Segment Open

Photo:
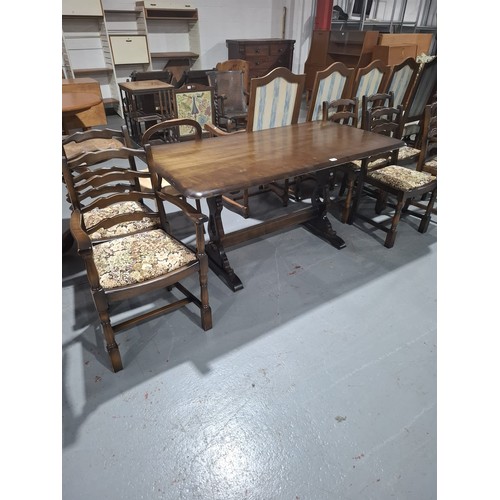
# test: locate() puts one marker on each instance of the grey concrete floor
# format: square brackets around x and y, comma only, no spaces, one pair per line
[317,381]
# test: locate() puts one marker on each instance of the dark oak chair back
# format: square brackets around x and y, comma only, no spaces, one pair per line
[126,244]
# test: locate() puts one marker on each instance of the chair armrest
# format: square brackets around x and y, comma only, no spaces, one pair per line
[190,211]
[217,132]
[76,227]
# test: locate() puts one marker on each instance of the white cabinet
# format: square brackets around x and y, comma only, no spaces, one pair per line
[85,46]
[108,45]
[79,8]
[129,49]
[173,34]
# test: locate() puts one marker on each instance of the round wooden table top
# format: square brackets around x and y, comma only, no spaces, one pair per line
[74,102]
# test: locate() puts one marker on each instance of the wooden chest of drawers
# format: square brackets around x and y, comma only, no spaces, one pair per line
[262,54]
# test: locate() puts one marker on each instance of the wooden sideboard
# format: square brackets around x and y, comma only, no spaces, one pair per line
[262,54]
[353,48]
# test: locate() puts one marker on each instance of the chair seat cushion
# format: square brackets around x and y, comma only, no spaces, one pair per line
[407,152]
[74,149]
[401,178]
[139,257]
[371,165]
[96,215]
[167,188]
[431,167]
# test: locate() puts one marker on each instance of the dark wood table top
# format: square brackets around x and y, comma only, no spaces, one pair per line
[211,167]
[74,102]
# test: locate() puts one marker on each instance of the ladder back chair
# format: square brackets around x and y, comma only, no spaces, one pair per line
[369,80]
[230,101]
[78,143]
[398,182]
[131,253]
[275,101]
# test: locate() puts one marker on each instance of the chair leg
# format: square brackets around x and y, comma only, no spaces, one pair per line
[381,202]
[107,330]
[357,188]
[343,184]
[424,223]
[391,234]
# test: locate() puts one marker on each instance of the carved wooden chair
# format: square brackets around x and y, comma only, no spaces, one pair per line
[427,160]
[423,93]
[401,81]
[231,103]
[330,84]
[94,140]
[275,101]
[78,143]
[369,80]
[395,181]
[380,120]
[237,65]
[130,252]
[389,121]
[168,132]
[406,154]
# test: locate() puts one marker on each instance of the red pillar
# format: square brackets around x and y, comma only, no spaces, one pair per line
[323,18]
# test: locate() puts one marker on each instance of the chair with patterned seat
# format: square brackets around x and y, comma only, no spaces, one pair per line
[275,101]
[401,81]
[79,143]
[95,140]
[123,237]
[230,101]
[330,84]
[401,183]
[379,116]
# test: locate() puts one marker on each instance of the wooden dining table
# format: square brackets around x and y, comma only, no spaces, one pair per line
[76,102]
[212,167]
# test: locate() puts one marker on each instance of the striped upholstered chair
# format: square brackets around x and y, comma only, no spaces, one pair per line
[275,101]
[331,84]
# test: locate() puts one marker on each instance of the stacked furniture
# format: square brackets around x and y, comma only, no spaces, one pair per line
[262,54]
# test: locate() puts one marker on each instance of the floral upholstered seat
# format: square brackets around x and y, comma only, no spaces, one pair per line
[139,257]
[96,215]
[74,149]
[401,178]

Segment Closed
Segment Open

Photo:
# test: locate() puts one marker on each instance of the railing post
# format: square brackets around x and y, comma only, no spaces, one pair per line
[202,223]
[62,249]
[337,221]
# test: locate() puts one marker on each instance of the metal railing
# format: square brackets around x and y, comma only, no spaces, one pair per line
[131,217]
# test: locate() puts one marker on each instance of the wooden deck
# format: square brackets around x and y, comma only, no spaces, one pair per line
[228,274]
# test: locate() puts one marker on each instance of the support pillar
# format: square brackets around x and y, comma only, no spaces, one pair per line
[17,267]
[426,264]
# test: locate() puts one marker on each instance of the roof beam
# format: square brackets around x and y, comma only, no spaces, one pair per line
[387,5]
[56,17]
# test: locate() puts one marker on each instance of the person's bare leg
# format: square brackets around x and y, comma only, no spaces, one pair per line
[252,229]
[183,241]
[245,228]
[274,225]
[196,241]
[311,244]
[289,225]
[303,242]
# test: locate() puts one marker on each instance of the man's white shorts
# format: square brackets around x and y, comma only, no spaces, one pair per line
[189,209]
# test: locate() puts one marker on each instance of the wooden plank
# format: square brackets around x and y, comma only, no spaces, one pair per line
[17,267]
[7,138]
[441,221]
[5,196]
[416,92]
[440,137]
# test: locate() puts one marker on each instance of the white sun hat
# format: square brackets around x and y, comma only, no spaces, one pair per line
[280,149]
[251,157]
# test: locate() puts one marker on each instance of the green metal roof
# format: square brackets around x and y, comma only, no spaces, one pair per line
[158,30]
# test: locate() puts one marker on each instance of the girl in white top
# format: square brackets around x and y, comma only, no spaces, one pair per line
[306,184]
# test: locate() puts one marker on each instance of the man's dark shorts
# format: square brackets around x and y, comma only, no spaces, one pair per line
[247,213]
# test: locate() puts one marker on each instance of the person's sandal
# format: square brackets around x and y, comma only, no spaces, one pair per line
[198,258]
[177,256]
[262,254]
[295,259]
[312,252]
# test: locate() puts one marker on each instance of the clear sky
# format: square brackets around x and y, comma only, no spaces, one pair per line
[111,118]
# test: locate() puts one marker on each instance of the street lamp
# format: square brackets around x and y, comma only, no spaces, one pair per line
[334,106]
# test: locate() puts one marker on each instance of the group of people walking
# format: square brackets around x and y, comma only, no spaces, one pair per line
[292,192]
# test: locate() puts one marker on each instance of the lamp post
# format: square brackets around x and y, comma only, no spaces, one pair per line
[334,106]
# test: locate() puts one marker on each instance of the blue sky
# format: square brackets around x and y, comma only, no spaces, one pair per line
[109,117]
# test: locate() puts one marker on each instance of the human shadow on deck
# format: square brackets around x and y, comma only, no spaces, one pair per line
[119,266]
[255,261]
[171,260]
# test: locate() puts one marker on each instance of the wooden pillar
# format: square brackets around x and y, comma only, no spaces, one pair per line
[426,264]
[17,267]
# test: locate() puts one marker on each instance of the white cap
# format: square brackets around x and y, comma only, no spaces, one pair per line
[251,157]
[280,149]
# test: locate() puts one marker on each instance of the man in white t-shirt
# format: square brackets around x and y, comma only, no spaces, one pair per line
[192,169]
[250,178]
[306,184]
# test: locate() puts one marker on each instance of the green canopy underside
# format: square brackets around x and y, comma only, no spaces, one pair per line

Segment Closed

**WHAT IS EXPECTED:** Check every line above for the string "dark", and copy the ones that have it.

**REPLY TO THE EXERCISE:**
# test: locate() puts one marker on each instance of the dark oak chair back
# test: locate() puts one marker on each instance of the dark wood table top
# test: locate() puts one marker on each instance of the man's dark shorts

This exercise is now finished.